• **Exercise details**: Determine the number of lines in the listing that include the string "below"; the reply consists of that number only.

• **Materials provided**:

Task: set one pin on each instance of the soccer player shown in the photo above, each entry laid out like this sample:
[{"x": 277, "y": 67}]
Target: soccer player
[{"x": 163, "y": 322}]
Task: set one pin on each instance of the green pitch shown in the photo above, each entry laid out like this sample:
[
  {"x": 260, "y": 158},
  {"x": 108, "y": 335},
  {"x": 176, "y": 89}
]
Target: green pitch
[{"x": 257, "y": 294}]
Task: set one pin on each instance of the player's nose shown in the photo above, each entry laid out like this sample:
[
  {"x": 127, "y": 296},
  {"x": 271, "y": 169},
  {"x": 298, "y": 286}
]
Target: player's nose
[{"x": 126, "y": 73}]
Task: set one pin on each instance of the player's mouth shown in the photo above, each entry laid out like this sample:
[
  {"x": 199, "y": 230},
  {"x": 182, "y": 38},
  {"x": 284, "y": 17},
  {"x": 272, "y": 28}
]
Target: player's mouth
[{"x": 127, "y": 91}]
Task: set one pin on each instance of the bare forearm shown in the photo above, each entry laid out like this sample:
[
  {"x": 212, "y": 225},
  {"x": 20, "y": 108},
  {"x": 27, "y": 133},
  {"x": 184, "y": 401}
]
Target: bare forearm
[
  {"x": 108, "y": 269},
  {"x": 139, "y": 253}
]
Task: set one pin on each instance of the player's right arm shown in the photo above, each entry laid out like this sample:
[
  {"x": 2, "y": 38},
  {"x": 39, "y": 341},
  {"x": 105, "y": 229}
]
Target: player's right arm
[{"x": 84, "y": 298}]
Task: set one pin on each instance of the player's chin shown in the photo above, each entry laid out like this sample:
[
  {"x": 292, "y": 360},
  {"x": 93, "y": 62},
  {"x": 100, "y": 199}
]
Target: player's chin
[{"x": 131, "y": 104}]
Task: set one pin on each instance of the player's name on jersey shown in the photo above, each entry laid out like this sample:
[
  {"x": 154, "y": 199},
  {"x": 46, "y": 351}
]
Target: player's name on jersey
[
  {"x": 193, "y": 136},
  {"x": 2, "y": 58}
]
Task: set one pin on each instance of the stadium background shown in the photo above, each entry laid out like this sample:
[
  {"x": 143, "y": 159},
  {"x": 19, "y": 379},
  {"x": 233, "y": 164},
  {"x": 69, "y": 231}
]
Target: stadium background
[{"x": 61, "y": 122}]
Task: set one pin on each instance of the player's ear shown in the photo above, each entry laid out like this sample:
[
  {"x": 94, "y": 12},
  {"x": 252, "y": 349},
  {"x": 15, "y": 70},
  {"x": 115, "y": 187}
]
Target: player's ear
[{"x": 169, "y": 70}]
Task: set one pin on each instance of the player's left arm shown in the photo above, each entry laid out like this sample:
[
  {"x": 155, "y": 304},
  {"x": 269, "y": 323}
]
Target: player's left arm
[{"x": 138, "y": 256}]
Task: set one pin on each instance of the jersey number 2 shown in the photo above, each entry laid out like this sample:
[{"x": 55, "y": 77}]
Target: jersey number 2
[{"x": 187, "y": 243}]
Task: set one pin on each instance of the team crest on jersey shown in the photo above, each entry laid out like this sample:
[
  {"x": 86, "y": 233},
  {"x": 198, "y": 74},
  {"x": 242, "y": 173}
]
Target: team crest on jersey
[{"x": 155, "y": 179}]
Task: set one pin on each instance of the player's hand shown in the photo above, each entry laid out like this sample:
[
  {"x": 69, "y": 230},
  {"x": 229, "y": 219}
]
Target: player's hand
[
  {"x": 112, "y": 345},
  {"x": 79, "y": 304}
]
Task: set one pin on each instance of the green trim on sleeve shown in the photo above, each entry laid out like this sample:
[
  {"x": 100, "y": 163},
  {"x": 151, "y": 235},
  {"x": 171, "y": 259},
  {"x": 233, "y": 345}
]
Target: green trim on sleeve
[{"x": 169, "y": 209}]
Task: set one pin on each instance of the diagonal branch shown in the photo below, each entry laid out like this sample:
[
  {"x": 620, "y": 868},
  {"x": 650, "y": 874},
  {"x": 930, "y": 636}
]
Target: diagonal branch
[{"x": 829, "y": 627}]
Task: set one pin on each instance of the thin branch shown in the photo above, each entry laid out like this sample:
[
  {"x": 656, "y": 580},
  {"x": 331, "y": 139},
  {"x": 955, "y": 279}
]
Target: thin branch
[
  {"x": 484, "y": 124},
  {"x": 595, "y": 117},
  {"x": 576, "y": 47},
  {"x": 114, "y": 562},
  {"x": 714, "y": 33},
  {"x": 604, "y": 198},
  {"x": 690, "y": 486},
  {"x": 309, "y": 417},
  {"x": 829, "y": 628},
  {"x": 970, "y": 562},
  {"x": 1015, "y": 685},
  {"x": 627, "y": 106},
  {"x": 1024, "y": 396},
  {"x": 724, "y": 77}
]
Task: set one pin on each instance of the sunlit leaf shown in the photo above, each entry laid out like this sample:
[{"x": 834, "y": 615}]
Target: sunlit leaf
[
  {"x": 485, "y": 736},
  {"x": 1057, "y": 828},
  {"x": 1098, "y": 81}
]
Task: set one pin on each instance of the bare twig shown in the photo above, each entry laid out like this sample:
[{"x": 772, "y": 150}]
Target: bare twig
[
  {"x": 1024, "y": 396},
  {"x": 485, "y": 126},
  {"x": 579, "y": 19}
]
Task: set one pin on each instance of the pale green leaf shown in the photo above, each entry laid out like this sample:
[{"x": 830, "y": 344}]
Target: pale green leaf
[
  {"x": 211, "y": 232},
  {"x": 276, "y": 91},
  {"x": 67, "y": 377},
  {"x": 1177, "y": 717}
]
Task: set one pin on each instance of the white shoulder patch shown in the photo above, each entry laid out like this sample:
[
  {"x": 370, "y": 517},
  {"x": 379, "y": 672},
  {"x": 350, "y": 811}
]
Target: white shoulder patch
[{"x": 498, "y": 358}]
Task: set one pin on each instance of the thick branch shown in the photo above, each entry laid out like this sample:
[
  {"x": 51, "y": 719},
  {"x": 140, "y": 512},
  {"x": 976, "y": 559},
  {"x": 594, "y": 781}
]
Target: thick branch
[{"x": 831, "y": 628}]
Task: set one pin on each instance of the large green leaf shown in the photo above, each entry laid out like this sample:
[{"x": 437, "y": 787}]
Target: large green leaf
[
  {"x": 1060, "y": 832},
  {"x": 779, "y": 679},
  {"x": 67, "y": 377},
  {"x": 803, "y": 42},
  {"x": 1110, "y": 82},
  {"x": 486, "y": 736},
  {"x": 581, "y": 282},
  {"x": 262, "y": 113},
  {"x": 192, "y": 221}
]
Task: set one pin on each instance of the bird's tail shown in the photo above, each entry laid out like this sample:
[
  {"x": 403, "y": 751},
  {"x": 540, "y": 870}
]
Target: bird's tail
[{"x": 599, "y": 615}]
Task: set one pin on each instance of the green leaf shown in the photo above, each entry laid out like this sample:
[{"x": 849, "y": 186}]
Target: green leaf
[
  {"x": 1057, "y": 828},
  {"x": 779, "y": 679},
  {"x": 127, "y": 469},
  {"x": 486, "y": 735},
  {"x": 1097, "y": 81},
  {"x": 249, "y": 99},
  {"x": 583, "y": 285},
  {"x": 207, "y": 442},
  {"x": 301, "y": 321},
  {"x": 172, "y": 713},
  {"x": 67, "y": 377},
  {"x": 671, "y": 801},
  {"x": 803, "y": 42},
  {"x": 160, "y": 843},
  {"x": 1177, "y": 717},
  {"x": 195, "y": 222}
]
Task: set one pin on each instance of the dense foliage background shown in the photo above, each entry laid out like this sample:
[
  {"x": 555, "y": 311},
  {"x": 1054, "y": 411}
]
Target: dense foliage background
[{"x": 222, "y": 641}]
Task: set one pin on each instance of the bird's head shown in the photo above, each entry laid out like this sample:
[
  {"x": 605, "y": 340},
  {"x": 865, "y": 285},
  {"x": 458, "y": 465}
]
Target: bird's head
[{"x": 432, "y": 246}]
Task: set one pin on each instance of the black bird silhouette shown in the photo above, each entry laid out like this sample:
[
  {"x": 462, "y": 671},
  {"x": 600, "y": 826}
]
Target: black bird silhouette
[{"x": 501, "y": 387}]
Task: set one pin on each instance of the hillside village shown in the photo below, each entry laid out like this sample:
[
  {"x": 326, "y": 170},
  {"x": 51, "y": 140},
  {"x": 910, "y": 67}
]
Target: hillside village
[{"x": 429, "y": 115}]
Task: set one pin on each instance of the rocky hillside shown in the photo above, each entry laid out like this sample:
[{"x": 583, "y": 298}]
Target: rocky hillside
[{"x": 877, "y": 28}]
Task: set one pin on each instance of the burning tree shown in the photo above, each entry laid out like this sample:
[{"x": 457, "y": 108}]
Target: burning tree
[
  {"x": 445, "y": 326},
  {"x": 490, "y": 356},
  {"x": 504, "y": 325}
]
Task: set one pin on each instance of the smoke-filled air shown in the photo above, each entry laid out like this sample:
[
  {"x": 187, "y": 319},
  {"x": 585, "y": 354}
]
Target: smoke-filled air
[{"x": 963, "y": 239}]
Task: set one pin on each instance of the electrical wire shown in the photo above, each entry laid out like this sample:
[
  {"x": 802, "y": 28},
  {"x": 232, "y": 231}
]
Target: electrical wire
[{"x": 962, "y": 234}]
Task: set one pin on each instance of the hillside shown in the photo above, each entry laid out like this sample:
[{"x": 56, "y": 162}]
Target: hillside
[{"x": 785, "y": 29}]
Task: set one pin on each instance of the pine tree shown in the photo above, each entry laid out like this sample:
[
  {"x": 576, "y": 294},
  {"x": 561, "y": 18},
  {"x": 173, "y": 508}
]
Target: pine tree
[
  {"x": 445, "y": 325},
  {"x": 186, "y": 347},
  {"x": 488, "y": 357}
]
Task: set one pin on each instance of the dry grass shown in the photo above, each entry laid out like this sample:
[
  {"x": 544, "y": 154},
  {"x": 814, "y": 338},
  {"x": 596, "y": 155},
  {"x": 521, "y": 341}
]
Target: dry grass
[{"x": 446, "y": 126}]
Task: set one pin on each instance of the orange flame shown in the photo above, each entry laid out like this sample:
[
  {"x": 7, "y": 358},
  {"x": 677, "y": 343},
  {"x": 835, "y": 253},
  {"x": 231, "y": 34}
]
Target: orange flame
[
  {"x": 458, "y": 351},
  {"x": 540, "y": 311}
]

• **Answer section**: 2